===== PASSAGE GIVEN

# Battery Operated Chain Saws



## Graybeard (Jun 15, 2019)

While I'm not in the market I found this pretty interesting so wanted to share it in case you haven't seen it.

https://www.protoolreviews.com/tools/outdoor-equipment/best-battery-powered-chainsaw-shootout/29018/

Reactions: Like 1 | Informative 1 | Useful 1


----------



## woodtickgreg (Jun 15, 2019)

I may pick up an ego battery powered chainsaw one day since I already have the mower and blower. Would be cool to use in the shop. I do have a makita electric plug in saw that I use in the shop, cordless would be very cool.

Reactions: Like 1


----------



## ripjack13 (Jun 15, 2019)

I been eyeballing a makita for a while now. Just haven't pulled the trigger on getting one yet.
I do keep adding it to my Christmas list, but the wife hasn't got the hint yet.
Lol


----------



## Lou Currier (Jun 15, 2019)

My electric saw is pretty good on the power side...don’t remember the brand but I bought a worx electric chainsaw once and it was crap!


----------



## Nature Man (Jun 16, 2019)

Would be of help inside shop from time to time. Chuck


----------



## Tom Smart (Jun 16, 2019)

I have a small battery powered Stihl. Use it in the shop for bowl blanks and for trimming branches and downed limbs. Works great. Only problem is with me and not the saw. It’s light enough and easy enough to use I find myself using it overhead and/or one handed. Not the safest.


----------



## sprucegum (Jun 16, 2019)

I expect they will improve over the next few years to the point that we will see pro loggers using them at least on a limited basis. The first cordless drill that I owned was a joke, now I only use a plug in drill for the most demanding tasks. I have a older cordless circular saw that is OK for the odd cut here and there now I see guys using them as the go to jobsite saw. I'm sure chainsaws will find their way from the back yard to the forest in time.

Reactions: Agree 3


----------



## CWS (Jun 16, 2019)

I have a battery Stihl chainsaw. I love it for trimming branches and I use it a lot to cut wood slabs into shorter pieces to bring them into the shop. The 40 volt battery last about 35 minutes which is 15 minutes longer than me.

Reactions: Like 1 | Funny 6


----------



## Graybeard (Jun 17, 2019)

Battery technology has improved a lot. I suspect it will only get better.


----------



## Rich P. (Jun 19, 2019)

I have owned the Dewalt Flexvolt saw for over a year. It is handy in the shop cutting up Burls to get them on the bandsaw and chunking up slabs. 
I also use it a lot for yard cleanup. It has become my goto saw for anything under 6-8 inches in Diameter. I already had several Dewalt tools and 7 flexvolt batteries so it made sense to buy it. I keep it in a cupboard in the shop and it has not leaked any oil. 

Rich


----------

==========
===== LISTING

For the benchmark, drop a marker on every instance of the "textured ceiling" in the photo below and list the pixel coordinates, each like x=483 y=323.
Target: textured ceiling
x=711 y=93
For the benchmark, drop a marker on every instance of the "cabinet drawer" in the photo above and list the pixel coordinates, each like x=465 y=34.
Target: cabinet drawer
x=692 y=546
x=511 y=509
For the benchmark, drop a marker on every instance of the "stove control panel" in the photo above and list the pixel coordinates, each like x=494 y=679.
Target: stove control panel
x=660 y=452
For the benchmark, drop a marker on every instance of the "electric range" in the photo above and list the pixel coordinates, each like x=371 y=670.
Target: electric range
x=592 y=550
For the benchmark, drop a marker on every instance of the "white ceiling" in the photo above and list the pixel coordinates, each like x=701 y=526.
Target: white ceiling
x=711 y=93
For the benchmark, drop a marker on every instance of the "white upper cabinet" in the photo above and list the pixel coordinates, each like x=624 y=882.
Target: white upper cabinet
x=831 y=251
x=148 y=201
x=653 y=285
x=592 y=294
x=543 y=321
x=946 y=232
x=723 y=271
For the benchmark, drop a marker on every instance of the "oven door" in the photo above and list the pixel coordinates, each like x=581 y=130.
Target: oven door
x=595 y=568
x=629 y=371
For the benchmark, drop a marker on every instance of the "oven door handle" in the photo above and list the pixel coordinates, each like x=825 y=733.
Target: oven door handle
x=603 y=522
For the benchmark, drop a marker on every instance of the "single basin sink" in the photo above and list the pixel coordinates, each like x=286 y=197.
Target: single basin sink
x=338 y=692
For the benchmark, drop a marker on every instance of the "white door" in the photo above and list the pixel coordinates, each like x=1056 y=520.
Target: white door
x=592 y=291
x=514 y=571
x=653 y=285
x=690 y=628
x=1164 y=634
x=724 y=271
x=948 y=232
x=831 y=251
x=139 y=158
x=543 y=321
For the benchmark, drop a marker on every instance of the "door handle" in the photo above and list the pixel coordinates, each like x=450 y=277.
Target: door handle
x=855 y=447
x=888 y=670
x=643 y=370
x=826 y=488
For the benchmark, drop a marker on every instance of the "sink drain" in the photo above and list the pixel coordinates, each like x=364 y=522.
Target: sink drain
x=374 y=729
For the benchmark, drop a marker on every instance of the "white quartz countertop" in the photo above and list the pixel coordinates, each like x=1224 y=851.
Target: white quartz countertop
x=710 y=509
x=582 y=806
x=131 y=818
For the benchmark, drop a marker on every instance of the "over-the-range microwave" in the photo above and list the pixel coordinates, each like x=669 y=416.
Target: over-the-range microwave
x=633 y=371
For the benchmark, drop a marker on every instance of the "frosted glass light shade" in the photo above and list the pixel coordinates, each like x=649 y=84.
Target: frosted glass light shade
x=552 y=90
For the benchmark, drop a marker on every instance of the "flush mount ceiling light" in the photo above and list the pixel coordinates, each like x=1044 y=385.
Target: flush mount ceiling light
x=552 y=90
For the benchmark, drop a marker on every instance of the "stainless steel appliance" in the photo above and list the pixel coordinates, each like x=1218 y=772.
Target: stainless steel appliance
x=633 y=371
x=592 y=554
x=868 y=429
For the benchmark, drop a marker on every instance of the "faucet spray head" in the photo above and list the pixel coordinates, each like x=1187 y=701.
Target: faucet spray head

==========

**SHORT EXERCISE 1**
In the chainsaw thread, shorten the paragraph that begins "I expect they will improve" and keep its main facts.
**SHORT EXERCISE 2**
Express the entries as a numbered list, starting at the line that contains "like x=494 y=679." and running down through the line that contains "x=592 y=550", with blank lines left out.
The chainsaw thread and the entries were gathered from separate sources.

**FULL RESPONSE 1**
The poster expects battery chainsaws to improve over the next few years until pro loggers use them, at least on a limited basis. Their first cordless drill was a joke, but now they use a plug-in drill only for the most demanding tasks. Their older cordless circular saw is OK for the odd cut, yet others now use such saws as their go-to jobsite saw. They're sure chainsaws will make it from the back yard to the forest in time.

**FULL RESPONSE 2**
1. For the benchmark, drop a marker on every instance of the "stove control panel" in the photo above and list the pixel coordinates, each like x=494 y=679.
2. Target: stove control panel
3. x=660 y=452
4. For the benchmark, drop a marker on every instance of the "electric range" in the photo above and list the pixel coordinates, each like x=371 y=670.
5. Target: electric range
6. x=592 y=550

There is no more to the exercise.